**Request 1:**
In the stored data entries, swap "rough mask" for "coarse mask" everywhere from the start of the entries down through the line containing "positive clicks: (1202, 1230)", and reproduce those lines with nothing else altered.

Week 2 Session 2: Advanced Text Preprocessing and Representation

Week 2 Session 2: Advanced Text Preprocessing and Representation#

Introduction#

In this lecture, we’ll explore advanced text preprocessing techniques and delve into methods for representing text data in a format suitable for machine learning algorithms. We’ll build upon the foundational concepts covered in Session 1 and introduce more sophisticated approaches to prepare text data for analysis.

Let’s start by importing the necessary libraries:

import re
import nltk
import numpy as np
import pandas as pd
import matplotlib.pyplot as plt
import seaborn as sns
from nltk.tokenize import word_tokenize
from nltk.tag import pos_tag
from nltk.chunk import ne_chunk
from sklearn.feature_extraction.text import CountVectorizer, TfidfVectorizer
from gensim.models import Word2Vec
import spacy

# Download necessary NLTK data
nltk.download('averaged_perceptron_tagger')
nltk.download('maxent_ne_chunker')
nltk.download('words')

# Load spaCy model
nlp = spacy.load("en_core_web_sm")

1. Advanced Text Cleaning Techniques#

Building upon our basic text cleaning from Session 1, let’s explore some advanced techniques:

Handling Emoji and Emoticons#

Emojis and emoticons can carry sentiment information. We can either remove them or replace them with textual descriptions.

import emoji

def handle_emojis(text):
    # Replace emojis with their textual description
    return emoji.demojize(text)

# Example usage
sample_text = "I love this movie! 😍👍"
processed_text = handle_emojis(sample_text)
print("Original text:", sample_text)
print("Processed text:", processed_text)

Handling Non-ASCII Characters#

For text data that may contain non-ASCII characters, we can either remove them or normalize them:

import unicodedata

def normalize_unicode(text):
    # Normalize Unicode characters
    return unicodedata.normalize('NFKD', text).encode('ASCII', 'ignore').decode('ASCII')

# Example usage
sample_text = "Café au lait is a délicious drink"
normalized_text = normalize_unicode(sample_text)
print("Original text:", sample_text)
print("Normalized text:", normalized_text)

2. Handling Contractions and Special Cases#

Contractions (e.g., “don’t”, “I’m”) can be problematic for some NLP tasks. Let’s create a function to expand contractions:

CONTRACTION_MAP = {
    "ain't": "is not",
    "aren't": "are not",
    "can't": "cannot",
    "don't": "do not",
    "I'm": "I am",
    "isn't": "is not",
    "it's": "it is",
    "won't": "will not",
    # Add more contractions as needed
}

def expand_contractions(text):
    for contraction, expansion in CONTRACTION_MAP.items():
        text = re.sub(r'\b' + contraction + r'\b', expansion, text, flags=re.IGNORECASE)

(Stored data entries)
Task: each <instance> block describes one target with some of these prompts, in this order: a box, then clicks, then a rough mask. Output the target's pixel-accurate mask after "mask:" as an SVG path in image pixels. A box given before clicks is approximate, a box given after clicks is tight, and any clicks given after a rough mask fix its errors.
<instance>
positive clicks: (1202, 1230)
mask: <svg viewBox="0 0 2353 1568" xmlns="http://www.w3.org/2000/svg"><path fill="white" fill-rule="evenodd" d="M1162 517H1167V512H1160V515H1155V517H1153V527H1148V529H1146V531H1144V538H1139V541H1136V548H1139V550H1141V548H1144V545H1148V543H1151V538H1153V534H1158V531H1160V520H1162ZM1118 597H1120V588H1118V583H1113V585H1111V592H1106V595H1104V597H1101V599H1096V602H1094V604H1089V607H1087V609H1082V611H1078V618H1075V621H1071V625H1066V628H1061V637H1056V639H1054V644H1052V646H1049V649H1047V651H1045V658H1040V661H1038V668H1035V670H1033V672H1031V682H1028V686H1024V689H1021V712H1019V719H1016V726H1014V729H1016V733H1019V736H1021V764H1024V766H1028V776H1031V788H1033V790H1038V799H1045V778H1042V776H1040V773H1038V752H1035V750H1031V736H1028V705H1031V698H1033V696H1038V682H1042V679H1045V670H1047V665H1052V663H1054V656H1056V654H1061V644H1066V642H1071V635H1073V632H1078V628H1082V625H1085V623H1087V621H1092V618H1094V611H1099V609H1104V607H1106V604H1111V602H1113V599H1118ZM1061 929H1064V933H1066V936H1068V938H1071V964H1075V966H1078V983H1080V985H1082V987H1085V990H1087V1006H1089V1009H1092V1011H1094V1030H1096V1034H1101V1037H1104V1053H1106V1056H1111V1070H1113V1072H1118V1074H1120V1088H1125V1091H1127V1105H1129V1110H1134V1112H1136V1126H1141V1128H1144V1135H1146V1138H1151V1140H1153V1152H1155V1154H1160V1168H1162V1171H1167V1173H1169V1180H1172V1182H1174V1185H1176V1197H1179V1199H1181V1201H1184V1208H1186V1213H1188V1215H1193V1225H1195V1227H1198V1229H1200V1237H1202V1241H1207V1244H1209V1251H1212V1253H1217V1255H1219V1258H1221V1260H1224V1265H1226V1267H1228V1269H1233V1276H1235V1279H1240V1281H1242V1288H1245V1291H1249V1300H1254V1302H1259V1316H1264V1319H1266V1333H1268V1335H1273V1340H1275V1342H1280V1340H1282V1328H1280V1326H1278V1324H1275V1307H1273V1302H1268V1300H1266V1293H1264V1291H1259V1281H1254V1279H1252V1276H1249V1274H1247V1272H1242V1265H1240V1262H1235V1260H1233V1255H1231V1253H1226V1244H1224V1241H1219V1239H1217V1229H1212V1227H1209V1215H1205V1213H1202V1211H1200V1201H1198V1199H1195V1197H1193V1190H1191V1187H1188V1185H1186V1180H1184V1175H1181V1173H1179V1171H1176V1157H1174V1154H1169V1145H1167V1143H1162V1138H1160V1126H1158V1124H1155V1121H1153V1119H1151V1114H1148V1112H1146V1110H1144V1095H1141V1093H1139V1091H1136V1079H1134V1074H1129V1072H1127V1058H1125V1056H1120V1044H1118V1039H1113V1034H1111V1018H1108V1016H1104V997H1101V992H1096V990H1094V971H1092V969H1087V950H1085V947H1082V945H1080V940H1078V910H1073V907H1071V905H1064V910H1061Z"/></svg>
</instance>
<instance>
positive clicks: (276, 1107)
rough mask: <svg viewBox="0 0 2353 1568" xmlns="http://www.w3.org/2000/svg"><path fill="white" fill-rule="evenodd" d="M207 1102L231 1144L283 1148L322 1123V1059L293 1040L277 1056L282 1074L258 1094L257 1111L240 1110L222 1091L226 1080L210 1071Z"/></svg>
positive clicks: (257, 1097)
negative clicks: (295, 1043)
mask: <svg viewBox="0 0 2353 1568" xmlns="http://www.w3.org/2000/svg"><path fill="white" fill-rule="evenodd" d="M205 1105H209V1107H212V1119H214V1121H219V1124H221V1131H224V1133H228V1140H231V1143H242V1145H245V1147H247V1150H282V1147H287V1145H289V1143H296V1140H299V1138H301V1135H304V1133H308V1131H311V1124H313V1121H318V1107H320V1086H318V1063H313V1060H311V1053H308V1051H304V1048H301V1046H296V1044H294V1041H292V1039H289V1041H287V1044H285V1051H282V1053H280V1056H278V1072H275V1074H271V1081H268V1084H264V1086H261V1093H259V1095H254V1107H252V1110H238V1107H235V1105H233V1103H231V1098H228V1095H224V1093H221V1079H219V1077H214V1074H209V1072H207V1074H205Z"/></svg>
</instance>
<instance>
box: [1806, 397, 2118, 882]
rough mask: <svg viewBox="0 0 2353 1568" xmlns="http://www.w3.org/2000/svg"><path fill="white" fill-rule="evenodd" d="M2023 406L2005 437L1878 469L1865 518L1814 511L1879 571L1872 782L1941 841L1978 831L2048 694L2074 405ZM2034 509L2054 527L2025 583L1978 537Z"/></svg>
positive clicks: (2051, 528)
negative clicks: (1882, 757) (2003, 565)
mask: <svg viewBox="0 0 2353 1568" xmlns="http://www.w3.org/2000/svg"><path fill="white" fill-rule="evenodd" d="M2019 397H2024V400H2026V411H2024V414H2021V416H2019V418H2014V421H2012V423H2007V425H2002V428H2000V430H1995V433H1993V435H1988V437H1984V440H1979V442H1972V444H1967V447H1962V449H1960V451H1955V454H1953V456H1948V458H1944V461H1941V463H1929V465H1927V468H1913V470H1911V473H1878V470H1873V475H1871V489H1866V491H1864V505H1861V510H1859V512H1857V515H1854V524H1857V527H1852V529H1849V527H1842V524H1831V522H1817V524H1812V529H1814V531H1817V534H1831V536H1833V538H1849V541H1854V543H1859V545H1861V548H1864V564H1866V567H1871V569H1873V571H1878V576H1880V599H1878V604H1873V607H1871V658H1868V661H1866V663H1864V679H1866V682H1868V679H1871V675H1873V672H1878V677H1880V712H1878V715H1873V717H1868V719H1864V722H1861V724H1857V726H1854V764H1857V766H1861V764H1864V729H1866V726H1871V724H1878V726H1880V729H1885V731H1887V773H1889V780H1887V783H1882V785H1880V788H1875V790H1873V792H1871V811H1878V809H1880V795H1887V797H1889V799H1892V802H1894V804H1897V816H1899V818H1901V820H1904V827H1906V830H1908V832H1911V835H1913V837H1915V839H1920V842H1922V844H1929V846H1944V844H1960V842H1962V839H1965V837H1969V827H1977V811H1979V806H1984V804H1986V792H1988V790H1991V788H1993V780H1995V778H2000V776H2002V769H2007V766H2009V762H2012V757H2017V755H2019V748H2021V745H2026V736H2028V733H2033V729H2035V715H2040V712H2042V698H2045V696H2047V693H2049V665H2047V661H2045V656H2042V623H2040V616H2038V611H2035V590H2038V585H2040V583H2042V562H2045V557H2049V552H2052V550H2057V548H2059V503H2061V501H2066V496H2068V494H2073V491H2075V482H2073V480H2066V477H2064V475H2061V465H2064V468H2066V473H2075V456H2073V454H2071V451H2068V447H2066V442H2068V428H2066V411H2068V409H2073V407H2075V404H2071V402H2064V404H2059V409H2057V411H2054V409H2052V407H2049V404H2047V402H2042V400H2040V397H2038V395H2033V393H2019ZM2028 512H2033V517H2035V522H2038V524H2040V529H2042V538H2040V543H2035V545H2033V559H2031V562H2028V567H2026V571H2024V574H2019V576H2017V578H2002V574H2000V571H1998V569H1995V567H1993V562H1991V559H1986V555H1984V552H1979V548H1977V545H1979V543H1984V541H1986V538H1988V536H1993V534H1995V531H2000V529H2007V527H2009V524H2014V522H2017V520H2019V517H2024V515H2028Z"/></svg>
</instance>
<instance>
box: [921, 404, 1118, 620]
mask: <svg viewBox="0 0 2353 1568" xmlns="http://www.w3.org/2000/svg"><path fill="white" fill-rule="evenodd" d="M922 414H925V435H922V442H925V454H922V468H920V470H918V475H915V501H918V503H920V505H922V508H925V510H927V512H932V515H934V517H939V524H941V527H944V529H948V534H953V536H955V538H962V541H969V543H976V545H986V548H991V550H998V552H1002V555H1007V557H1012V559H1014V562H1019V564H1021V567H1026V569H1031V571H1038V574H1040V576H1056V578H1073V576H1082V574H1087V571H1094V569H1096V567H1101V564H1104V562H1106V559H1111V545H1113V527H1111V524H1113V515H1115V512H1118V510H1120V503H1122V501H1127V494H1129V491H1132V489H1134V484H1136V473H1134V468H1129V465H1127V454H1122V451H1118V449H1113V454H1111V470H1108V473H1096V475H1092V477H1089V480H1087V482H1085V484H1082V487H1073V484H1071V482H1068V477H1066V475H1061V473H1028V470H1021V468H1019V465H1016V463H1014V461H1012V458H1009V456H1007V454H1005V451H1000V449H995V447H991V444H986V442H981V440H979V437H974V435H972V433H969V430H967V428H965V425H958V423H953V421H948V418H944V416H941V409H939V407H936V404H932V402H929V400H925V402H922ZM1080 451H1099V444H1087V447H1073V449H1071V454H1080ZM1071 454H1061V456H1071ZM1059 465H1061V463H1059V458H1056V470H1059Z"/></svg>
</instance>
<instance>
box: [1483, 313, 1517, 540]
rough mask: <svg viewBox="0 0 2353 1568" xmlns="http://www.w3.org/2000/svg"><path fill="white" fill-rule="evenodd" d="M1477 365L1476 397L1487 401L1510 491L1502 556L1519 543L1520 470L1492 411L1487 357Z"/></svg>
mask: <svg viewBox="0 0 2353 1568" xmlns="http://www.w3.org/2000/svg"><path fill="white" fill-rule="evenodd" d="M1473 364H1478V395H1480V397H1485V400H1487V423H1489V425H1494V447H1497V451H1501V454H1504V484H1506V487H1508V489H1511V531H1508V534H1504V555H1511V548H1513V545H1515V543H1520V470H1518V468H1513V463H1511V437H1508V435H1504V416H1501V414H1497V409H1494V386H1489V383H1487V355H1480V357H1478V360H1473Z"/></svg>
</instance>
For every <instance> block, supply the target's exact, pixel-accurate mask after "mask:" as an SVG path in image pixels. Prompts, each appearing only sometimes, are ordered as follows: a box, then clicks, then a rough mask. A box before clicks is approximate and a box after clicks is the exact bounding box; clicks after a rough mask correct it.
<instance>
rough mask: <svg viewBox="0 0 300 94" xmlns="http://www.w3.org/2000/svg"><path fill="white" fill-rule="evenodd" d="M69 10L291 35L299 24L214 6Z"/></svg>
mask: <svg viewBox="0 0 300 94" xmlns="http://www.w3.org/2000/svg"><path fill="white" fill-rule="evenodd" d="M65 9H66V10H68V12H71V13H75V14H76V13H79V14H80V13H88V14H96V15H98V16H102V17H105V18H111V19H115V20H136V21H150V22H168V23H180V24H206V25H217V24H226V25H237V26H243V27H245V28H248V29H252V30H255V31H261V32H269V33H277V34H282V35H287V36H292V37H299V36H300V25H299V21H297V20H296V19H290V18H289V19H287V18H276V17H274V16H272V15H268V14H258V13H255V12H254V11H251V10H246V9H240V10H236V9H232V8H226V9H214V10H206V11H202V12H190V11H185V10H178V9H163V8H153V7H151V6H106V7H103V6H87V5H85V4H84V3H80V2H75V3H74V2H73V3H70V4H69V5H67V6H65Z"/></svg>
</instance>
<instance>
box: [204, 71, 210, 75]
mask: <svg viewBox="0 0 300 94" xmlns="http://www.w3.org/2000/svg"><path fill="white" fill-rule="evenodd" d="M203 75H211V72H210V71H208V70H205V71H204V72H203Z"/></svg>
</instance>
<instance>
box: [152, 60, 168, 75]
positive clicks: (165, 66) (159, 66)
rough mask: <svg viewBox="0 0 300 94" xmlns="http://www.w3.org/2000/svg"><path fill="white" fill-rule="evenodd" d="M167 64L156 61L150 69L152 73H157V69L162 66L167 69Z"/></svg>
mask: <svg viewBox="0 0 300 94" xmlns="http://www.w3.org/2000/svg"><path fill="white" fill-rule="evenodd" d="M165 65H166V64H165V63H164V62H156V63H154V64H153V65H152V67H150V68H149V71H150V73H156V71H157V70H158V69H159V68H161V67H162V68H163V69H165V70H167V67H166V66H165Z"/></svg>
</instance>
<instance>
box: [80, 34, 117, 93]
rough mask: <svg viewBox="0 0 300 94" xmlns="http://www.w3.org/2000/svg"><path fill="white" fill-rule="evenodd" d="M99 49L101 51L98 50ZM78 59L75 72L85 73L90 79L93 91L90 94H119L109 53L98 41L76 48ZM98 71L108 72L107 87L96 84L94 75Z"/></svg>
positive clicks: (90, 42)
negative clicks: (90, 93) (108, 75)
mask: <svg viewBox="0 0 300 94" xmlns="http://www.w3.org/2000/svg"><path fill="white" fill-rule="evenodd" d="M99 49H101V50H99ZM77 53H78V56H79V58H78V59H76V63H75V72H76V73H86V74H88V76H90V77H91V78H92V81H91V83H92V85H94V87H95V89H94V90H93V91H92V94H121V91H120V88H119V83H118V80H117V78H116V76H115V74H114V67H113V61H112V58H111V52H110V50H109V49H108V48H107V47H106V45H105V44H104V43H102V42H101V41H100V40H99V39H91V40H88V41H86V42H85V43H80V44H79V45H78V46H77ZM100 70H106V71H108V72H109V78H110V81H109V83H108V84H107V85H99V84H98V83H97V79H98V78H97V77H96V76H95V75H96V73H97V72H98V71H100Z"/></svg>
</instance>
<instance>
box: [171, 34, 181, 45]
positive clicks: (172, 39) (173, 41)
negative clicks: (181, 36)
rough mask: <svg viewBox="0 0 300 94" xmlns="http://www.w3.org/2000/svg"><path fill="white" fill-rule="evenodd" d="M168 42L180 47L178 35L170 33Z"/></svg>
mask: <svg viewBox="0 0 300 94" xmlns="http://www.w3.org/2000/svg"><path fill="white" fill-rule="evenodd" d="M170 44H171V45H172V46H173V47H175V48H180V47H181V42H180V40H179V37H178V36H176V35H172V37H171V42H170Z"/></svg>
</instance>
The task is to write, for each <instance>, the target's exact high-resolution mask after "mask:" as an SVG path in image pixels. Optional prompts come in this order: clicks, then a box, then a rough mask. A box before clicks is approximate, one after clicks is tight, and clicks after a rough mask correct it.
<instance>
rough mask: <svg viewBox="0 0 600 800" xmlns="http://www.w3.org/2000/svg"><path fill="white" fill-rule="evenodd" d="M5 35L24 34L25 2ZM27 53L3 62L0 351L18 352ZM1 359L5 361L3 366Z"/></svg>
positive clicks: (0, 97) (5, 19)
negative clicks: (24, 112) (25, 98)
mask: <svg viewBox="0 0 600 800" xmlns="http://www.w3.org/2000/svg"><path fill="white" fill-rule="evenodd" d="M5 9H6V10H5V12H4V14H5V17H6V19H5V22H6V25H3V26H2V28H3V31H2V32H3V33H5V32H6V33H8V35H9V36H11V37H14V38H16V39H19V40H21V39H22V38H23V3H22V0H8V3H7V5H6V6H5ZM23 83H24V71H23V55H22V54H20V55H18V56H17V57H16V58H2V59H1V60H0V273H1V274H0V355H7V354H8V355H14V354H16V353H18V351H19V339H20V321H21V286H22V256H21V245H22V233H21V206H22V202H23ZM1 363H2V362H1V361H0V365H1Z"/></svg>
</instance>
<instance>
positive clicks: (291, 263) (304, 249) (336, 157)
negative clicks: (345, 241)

**Request 2:**
Extend the lecture on advanced text preprocessing and representation, picking up right after its final line.

**Expected answer 1:**
Task: each <instance> block describes one target with some of these prompts, in this order: a box, then clicks, then a coarse mask. Output the target's pixel-accurate mask after "mask:" as an SVG path in image pixels. A box given before clicks is approximate, a box given after clicks is tight, and any clicks given after a coarse mask fix its errors.
<instance>
positive clicks: (1202, 1230)

**Expected answer 2:**
    return text

# Example usage
sample_text = "I can't believe it's not butter!"
expanded_text = expand_contractions(sample_text)
print("Original text:", sample_text)
print("Expanded text:", expanded_text)

3. Named Entity Recognition (NER)#

Named Entity Recognition is the process of identifying and classifying named entities (e.g., person names, organizations, locations) in text. Let’s use spaCy for NER:

def perform_ner(text):
    doc = nlp(text)
    entities = [(ent.text, ent.label_) for ent in doc.ents]
    return entities

# Example usage
sample_text = "Apple Inc. was founded by Steve Jobs in Cupertino, California."
entities = perform_ner(sample_text)
print("Named Entities:", entities)

# Visualize NER results
from spacy import displacy
displacy.render(nlp(sample_text), style="ent", jupyter=True)

4. Part-of-Speech (POS) Tagging#

POS tagging involves labeling words with their grammatical categories (e.g., noun, verb, adjective). We’ll use NLTK for this task:

def pos_tag_text(text):
    words = word_tokenize(text)
    pos_tags = pos_tag(words)
    return pos_tags

# Example usage
sample_text = "The quick brown fox jumps over the lazy dog."
pos_tags = pos_tag_text(sample_text)
print("POS Tags:", pos_tags)

# Visualize POS tags
def plot_pos_tags(pos_tags):
    words, tags = zip(*pos_tags)
    plt.figure(figsize=(12, 6))
    sns.barplot(x=list(words), y=[1]*len(words), hue=list(tags), dodge=False)
    plt.title("Part-of-Speech Tags")
    plt.xlabel("Words")
    plt.ylabel("")
    plt.legend(title="POS Tags", bbox_to_anchor=(1.05, 1), loc='upper left')
    plt.tight_layout()
    plt.show()

plot_pos_tags(pos_tags)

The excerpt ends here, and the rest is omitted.